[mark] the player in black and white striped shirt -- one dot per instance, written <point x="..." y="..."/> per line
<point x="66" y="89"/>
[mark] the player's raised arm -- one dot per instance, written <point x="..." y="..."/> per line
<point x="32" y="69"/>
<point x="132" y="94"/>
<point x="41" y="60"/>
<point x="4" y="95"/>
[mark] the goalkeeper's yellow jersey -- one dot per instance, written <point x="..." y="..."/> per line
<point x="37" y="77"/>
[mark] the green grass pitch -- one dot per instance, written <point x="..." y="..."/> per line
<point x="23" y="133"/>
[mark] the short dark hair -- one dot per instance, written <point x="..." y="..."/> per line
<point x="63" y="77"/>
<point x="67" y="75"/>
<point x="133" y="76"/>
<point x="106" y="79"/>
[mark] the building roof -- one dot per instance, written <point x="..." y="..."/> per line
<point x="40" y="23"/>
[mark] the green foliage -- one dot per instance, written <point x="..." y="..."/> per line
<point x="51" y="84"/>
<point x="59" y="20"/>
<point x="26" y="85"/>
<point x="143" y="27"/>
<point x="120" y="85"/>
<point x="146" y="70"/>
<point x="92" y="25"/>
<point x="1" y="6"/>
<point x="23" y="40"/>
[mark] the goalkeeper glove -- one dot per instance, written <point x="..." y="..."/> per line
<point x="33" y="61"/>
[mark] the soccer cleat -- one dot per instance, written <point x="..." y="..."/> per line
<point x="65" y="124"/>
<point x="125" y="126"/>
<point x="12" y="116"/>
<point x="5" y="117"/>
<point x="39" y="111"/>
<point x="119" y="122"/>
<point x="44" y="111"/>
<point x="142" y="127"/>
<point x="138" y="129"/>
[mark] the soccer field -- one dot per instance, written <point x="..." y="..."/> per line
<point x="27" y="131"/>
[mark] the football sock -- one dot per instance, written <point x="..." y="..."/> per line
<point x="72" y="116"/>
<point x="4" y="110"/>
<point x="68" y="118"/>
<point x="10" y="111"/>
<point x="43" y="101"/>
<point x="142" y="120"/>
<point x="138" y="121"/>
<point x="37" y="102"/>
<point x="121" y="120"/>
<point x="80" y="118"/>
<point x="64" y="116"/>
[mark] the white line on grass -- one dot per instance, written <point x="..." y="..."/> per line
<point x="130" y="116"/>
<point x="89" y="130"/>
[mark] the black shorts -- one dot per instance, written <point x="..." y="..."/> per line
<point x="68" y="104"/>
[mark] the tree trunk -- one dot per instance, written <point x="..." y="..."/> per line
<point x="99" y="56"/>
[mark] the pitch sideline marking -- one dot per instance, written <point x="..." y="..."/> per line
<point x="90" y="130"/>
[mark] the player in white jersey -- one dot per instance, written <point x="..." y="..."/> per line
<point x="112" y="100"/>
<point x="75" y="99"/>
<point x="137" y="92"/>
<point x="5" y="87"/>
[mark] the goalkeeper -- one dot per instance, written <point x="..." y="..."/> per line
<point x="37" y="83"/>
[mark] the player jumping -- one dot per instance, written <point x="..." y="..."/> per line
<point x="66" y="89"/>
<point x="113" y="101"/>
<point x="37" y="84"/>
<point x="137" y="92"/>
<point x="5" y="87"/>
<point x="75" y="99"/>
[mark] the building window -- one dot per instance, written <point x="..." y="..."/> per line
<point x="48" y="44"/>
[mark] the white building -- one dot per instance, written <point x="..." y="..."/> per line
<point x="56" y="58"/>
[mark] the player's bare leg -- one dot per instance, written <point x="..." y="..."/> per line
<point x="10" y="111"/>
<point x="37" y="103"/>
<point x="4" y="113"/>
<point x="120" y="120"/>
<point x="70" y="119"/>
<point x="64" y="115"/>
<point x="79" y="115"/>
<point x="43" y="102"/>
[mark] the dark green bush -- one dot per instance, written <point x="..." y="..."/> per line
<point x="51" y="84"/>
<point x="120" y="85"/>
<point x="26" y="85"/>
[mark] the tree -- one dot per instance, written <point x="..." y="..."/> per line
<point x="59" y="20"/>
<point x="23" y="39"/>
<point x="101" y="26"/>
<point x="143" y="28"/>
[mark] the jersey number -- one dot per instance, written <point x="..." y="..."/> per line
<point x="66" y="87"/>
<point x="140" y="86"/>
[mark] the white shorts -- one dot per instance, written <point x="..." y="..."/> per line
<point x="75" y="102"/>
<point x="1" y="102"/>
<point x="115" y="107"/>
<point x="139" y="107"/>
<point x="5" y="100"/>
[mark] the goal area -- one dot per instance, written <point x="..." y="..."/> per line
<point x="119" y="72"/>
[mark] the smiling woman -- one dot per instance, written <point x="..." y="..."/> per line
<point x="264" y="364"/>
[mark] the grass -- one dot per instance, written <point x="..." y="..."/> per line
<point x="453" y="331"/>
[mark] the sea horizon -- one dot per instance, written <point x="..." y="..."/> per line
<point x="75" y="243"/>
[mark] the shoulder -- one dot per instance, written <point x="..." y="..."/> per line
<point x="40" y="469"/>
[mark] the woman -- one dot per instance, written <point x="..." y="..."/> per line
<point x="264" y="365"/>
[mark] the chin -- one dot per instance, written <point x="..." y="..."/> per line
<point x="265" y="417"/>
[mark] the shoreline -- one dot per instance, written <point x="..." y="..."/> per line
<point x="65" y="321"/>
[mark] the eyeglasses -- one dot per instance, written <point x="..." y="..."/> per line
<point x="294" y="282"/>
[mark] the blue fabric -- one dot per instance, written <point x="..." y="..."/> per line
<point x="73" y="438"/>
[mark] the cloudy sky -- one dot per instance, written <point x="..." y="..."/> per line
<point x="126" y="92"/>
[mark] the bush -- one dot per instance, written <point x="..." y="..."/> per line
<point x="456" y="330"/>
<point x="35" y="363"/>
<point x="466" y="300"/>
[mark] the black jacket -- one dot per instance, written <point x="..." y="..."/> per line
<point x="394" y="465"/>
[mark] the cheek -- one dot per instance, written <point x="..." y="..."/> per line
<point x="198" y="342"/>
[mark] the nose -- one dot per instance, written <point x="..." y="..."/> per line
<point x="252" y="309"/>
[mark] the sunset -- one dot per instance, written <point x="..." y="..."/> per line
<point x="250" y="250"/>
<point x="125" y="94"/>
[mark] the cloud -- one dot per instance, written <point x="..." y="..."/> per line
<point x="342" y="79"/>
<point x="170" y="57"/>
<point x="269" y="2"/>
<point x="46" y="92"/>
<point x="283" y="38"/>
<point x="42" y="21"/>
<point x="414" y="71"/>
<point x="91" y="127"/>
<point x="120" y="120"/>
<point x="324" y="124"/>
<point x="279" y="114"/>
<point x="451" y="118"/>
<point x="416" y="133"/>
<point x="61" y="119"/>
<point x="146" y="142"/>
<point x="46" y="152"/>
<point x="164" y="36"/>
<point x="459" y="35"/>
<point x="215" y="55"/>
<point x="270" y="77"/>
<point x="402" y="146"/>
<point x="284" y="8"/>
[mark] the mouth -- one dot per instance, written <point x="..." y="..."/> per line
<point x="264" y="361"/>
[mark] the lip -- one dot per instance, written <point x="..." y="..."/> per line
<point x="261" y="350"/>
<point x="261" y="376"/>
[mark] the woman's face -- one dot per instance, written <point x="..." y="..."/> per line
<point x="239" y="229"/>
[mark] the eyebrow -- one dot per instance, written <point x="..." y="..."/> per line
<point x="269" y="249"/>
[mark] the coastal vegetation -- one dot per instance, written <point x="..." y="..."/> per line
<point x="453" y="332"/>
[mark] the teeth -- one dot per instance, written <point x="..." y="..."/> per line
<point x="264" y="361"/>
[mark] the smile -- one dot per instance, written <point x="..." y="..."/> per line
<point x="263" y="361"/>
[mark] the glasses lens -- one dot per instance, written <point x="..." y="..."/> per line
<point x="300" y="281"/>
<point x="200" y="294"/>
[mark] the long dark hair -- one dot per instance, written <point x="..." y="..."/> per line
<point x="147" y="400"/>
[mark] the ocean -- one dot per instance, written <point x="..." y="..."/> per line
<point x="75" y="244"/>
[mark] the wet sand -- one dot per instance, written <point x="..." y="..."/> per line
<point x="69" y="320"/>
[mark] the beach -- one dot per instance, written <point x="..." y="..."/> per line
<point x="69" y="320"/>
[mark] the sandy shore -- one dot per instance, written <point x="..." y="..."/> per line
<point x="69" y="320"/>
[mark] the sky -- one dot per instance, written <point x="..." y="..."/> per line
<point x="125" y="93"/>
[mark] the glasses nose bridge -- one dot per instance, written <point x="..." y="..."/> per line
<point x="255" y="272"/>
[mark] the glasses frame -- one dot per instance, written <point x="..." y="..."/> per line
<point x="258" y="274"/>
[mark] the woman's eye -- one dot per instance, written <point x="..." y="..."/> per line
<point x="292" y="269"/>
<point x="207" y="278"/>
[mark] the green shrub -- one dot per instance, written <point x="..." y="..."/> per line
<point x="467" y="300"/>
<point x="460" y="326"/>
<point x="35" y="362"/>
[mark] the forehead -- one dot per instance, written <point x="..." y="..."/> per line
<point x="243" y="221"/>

SET TASK: Starting at the line containing "[mark] the green shrub" and ending at the last line of the material, write out every line again, requests included. Multiply each x and y coordinate in the answers by 1.05 and round to whole numbers, with halves rounded up.

TASK OUTPUT:
[mark] the green shrub -- one dot per instance, written <point x="..." y="..."/> per line
<point x="490" y="315"/>
<point x="483" y="342"/>
<point x="37" y="380"/>
[mark] the forehead -- one dot per instance, written <point x="..." y="..."/> per line
<point x="255" y="232"/>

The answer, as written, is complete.